- **Instructions to follow**
Copy out the rows below word for word, starting at the very first line and ending at the line that contains "[794,1232,860,1298]", with both of those lines included.

##### Entries shown

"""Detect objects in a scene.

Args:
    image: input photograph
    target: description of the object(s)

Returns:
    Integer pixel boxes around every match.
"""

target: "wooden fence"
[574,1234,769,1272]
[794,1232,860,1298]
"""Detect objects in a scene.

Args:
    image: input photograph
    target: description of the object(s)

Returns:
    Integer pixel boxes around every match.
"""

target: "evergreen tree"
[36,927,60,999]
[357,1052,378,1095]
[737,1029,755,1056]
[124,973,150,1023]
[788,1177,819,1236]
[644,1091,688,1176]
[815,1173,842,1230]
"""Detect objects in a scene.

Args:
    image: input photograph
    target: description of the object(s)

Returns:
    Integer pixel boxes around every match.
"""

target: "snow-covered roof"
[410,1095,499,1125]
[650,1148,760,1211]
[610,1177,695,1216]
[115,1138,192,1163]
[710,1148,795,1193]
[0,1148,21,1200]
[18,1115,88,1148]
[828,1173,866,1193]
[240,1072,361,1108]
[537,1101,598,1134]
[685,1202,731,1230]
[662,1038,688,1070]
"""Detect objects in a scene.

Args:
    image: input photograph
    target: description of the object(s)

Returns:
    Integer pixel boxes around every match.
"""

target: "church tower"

##########

- **Reply to the exercise**
"""Detect objects in a scene.

Args:
    image: input photograph
    target: description of the object(s)

Returns:
    Integer pixel boxes around every match.
"""

target: "wooden fence"
[574,1234,769,1272]
[794,1232,860,1298]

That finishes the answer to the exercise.